• [Aim]: Retype the part of the news story about the speakership dispute that runs from "Duterte ends speakership squabbleMANILA, Philippines" down to "the next Speaker.", matching it word for word.

• [Supplied passage]:
^^^^^^^^^^^^^^^^
Duterte ends speakership squabble | Inquirer News

Duterte ends speakership squabble

/ 07:28 AM July 09, 2019

Duterte ends speakership squabbleMANILA, Philippines — President Rodrigo Duterte on Monday ended the squabbling among his allies over the leadership of the House of Representatives by endorsing his 2016 vice-presidential running mate, Alan Peter Cayetano, as the next Speaker.

The President announced his choice of Cayetano, the representative of Taguig City, right after the oathtaking of newly appointed government officials in Malacañang.


“I think it’s about time I talked. Your Speaker will be Alan Peter Cayetano,” he said.

“He will share the term with (Marinduque Rep.) Lord (Allan) Velasco and (Leyte Rep. Martin) Romualdez will be the majority leader,” the President added.


Rackety rivalry

The three representatives had been locked in a rackety rivalry for the speakership since the close of midterm elections in May that the President’s allies dominated.

There had been talk of endorsements by the President’s influential daughter, Davao City Mayor Sara Duterte, and threats of disengaging with the administration alliance in the House, but no expressions of willingness to leave the matter to the members of the chamber to decide according to the Constitution.

The President had avoided getting involved in the contest for the speakership, but decided to step in, he said on Monday, because it was “creating so much uncertainty.”

“They went here. I called for them. This has to stop,” he said. “I’ll now talk. I put them in their places.”
^^^^^^^^^^^^^^^^
• [Data shown]:
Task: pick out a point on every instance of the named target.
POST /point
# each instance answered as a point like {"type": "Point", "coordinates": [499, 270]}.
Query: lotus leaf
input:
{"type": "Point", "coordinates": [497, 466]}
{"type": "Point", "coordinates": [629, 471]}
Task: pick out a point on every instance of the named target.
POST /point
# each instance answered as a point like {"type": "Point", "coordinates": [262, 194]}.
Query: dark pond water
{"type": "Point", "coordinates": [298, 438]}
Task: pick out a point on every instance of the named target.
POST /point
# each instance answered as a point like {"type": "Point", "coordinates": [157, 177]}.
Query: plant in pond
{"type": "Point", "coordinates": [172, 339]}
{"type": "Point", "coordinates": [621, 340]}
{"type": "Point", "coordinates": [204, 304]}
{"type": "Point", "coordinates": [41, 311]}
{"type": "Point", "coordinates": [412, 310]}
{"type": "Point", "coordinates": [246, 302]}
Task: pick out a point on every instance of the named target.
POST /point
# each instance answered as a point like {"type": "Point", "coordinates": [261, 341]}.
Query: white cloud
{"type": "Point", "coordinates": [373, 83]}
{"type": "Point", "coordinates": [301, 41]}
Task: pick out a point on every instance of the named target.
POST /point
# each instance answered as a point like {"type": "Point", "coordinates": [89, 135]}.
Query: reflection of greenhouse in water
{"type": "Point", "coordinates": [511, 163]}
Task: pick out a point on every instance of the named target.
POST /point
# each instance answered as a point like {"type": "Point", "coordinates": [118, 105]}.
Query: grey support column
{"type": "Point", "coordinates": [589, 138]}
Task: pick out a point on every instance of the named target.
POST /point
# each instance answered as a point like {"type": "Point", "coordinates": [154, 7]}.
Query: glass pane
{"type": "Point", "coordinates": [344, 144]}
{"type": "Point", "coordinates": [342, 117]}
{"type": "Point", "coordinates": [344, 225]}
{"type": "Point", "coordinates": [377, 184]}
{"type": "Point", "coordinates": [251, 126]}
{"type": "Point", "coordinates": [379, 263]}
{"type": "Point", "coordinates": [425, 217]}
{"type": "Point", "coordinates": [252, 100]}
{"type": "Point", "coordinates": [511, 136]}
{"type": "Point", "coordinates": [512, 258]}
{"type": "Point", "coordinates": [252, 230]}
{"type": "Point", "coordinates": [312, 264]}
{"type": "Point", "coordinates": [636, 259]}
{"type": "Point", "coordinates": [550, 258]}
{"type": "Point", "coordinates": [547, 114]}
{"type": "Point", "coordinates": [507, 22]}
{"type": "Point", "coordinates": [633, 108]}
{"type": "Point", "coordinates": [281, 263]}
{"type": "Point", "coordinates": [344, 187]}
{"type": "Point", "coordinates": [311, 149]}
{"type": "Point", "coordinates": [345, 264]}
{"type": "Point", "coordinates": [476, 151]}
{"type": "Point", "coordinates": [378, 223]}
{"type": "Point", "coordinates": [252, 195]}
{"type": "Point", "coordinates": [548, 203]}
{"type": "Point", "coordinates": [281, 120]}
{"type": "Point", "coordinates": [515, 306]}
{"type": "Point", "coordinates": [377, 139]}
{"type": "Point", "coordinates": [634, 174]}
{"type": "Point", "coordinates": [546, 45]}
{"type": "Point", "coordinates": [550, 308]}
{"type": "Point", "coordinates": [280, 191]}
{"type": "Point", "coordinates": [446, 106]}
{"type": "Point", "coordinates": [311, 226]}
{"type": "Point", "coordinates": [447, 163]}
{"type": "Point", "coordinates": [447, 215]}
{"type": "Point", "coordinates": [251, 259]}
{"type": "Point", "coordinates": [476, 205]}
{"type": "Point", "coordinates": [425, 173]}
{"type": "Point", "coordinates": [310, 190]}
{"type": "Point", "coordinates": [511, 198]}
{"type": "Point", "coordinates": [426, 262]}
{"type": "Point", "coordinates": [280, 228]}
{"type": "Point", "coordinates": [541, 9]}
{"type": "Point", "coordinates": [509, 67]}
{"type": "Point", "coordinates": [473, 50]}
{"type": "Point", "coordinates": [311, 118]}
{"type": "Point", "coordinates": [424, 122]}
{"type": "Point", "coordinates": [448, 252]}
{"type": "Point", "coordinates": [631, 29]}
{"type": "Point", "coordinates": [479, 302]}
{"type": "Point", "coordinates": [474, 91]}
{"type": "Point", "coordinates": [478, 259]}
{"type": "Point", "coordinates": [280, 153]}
^^^^^^^^^^^^^^^^
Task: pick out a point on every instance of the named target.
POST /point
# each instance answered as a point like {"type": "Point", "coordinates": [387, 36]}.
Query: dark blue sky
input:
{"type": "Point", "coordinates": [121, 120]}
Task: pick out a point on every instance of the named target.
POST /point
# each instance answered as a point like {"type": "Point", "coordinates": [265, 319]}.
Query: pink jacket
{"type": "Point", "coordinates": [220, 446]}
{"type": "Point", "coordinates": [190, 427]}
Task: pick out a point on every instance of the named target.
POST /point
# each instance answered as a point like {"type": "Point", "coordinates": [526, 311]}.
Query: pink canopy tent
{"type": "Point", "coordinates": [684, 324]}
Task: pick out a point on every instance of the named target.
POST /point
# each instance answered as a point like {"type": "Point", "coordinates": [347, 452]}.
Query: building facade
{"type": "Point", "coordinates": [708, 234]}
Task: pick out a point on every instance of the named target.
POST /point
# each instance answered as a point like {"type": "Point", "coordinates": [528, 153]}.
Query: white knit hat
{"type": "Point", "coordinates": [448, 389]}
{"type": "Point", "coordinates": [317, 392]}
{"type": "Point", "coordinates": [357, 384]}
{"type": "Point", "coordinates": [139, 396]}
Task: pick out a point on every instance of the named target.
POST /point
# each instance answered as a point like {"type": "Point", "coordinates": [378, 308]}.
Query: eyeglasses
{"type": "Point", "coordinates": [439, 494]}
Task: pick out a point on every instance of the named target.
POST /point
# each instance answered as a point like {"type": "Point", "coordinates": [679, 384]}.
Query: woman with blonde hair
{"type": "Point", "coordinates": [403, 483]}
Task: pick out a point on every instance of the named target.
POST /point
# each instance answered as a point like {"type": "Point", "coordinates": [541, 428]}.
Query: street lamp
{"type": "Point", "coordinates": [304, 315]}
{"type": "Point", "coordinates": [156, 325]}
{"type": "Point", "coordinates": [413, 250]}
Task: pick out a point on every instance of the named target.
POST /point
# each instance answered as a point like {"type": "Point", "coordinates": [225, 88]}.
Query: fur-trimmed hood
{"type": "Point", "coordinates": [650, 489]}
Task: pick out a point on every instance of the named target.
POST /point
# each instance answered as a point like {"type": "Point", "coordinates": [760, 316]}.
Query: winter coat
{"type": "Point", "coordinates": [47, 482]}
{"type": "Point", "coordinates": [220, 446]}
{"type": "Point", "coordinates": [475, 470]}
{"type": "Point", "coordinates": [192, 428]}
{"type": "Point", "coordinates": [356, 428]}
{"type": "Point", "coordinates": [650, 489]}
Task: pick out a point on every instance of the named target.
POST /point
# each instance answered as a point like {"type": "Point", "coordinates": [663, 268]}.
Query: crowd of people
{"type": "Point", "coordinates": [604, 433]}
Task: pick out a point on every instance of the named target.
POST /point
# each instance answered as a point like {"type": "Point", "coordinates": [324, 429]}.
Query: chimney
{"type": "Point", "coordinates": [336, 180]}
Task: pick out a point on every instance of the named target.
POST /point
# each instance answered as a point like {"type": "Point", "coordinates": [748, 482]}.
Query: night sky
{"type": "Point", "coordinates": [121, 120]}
^^^^^^^^^^^^^^^^
• [Answer]:
Duterte ends speakership squabbleMANILA, Philippines — President Rodrigo Duterte on Monday ended the squabbling among his allies over the leadership of the House of Representatives by endorsing his 2016 vice-presidential running mate, Alan Peter Cayetano, as the next Speaker.